▸ **WORK INSTRUCTIONS**: Give back exactly the lines of the material below, starting with the line with "Target: jacket collar" and going on through the line with "Mark one point on every instance of the squirrel chest".

▸ **LISTED RECORDS**:

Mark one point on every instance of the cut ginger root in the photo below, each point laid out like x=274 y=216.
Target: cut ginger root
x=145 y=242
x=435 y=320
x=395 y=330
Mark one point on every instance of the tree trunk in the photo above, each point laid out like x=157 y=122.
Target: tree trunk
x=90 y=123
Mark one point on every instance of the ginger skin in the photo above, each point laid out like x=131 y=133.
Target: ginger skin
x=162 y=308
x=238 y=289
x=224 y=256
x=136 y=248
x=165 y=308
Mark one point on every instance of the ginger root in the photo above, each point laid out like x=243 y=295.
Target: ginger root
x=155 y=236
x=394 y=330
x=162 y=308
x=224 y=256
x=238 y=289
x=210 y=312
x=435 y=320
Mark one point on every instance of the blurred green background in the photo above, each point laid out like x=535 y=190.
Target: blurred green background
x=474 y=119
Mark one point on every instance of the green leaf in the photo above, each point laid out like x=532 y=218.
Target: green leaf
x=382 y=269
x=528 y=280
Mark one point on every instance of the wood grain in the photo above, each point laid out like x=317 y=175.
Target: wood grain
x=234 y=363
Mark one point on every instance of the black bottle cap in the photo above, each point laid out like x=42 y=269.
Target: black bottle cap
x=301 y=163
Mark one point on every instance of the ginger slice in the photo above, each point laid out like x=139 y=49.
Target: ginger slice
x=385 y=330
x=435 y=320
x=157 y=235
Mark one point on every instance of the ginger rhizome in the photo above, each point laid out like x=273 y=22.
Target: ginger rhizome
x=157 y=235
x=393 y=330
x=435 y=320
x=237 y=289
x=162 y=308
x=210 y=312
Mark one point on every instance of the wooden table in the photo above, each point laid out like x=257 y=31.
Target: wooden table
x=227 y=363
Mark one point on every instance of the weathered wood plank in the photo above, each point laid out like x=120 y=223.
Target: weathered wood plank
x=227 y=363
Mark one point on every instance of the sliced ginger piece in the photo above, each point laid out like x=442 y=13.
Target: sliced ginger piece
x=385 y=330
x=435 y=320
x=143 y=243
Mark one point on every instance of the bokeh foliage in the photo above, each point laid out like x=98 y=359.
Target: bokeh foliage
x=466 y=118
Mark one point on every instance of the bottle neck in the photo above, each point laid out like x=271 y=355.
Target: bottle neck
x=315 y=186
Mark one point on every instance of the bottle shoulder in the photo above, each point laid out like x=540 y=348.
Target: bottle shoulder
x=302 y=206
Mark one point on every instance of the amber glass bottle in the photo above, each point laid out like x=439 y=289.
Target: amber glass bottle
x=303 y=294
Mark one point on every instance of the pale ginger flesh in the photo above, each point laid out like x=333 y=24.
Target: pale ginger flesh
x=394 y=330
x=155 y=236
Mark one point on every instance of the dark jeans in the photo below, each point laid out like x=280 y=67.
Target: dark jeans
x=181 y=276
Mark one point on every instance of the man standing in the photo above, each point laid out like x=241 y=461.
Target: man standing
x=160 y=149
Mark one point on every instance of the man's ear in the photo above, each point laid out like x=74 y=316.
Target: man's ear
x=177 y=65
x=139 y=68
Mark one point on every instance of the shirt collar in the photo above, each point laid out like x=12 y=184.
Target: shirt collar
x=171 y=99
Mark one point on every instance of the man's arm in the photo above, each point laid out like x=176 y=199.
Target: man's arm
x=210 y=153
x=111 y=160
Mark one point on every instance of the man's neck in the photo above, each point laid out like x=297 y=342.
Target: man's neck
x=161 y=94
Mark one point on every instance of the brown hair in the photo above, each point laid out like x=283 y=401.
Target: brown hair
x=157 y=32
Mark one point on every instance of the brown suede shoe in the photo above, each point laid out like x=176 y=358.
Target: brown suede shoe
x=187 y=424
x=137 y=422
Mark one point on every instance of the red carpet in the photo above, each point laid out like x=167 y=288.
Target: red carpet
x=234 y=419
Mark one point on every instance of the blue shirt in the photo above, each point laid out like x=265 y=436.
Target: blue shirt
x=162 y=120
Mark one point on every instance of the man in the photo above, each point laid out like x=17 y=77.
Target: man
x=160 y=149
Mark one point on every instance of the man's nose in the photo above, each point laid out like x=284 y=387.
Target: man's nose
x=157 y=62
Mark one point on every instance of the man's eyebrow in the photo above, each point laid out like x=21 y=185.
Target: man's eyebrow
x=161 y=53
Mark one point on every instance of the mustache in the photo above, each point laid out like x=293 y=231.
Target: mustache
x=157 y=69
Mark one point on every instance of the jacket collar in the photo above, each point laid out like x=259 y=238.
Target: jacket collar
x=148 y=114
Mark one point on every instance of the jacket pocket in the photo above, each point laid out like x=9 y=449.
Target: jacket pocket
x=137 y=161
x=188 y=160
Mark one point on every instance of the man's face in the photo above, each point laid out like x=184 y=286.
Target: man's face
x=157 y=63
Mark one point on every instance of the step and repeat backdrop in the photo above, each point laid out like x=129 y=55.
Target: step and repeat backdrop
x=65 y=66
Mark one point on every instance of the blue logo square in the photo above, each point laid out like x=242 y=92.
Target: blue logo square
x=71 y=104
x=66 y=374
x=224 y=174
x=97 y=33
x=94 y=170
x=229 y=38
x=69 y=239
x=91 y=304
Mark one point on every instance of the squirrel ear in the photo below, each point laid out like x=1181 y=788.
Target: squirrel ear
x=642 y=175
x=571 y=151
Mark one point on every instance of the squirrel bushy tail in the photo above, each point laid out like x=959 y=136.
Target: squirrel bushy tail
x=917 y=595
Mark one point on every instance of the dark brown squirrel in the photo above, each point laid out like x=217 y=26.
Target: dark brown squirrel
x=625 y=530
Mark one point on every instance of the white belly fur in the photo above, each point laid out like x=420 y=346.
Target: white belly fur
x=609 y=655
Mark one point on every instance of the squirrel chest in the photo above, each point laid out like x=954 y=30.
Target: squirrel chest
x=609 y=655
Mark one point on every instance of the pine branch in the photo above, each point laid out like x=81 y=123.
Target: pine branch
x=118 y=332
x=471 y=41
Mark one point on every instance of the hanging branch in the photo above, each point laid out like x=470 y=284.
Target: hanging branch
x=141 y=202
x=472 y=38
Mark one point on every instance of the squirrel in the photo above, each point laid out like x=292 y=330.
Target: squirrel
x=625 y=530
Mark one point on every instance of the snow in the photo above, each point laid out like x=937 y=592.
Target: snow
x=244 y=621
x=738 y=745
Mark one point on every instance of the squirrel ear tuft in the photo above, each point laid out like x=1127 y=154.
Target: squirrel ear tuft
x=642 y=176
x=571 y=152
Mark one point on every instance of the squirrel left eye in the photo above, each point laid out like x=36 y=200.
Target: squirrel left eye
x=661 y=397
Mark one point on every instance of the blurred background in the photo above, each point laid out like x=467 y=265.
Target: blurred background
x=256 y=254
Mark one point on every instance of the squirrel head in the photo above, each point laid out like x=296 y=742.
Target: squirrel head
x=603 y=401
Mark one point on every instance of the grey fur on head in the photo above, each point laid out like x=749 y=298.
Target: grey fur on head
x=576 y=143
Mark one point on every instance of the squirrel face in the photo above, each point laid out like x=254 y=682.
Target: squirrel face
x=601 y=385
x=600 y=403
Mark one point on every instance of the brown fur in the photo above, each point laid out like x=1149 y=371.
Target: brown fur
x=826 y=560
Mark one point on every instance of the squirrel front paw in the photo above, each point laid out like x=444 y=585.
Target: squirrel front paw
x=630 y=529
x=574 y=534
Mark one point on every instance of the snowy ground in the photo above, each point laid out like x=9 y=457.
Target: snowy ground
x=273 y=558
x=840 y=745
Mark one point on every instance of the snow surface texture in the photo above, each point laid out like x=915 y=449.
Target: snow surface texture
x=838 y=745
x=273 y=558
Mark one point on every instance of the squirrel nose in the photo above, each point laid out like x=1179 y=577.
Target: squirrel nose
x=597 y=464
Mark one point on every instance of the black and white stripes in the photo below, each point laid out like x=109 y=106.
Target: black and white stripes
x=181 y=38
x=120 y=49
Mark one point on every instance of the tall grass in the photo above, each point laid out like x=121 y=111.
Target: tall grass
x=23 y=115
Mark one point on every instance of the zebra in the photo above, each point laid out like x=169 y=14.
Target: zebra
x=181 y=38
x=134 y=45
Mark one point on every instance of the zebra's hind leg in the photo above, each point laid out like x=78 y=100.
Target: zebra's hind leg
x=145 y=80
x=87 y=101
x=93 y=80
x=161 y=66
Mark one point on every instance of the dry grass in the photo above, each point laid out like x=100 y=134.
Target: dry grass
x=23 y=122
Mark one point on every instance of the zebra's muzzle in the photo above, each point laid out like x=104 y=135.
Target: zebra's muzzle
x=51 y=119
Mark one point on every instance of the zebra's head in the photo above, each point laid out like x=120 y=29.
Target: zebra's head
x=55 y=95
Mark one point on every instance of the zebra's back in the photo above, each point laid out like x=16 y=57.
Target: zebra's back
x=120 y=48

▸ **YOUR RESPONSE**:
Target: jacket collar
x=148 y=114
Mark one point on every instance of the jacket pocket in the photo above, each point laid out like x=9 y=449.
Target: jacket pocket
x=137 y=161
x=188 y=160
Mark one point on every instance of the man's face in the photo above, each point laid out like x=184 y=286.
Target: man's face
x=157 y=63
Mark one point on every instance of the step and repeat backdrop in the photo above, each point laid out like x=129 y=55.
Target: step and repeat backdrop
x=65 y=66
Mark one point on every instance of the blue logo square in the photo above, each point laid out like x=242 y=92.
Target: blue logo square
x=71 y=104
x=66 y=374
x=224 y=174
x=97 y=33
x=94 y=170
x=229 y=38
x=69 y=239
x=91 y=304
Mark one point on every instance of the squirrel ear in the photo below, each point laid out like x=1181 y=788.
Target: squirrel ear
x=642 y=175
x=571 y=151
Mark one point on every instance of the squirrel bushy tail in the photo above, each point laid out like x=959 y=136.
Target: squirrel bushy tail
x=917 y=595
Mark one point on every instance of the dark brown squirrel in the photo above, each point laid out like x=217 y=26.
Target: dark brown squirrel
x=625 y=530
Mark one point on every instance of the white belly fur in the photo above, each point laid out like x=420 y=346.
Target: white belly fur
x=609 y=655
Mark one point on every instance of the squirrel chest in the photo above, each point laid out like x=954 y=30.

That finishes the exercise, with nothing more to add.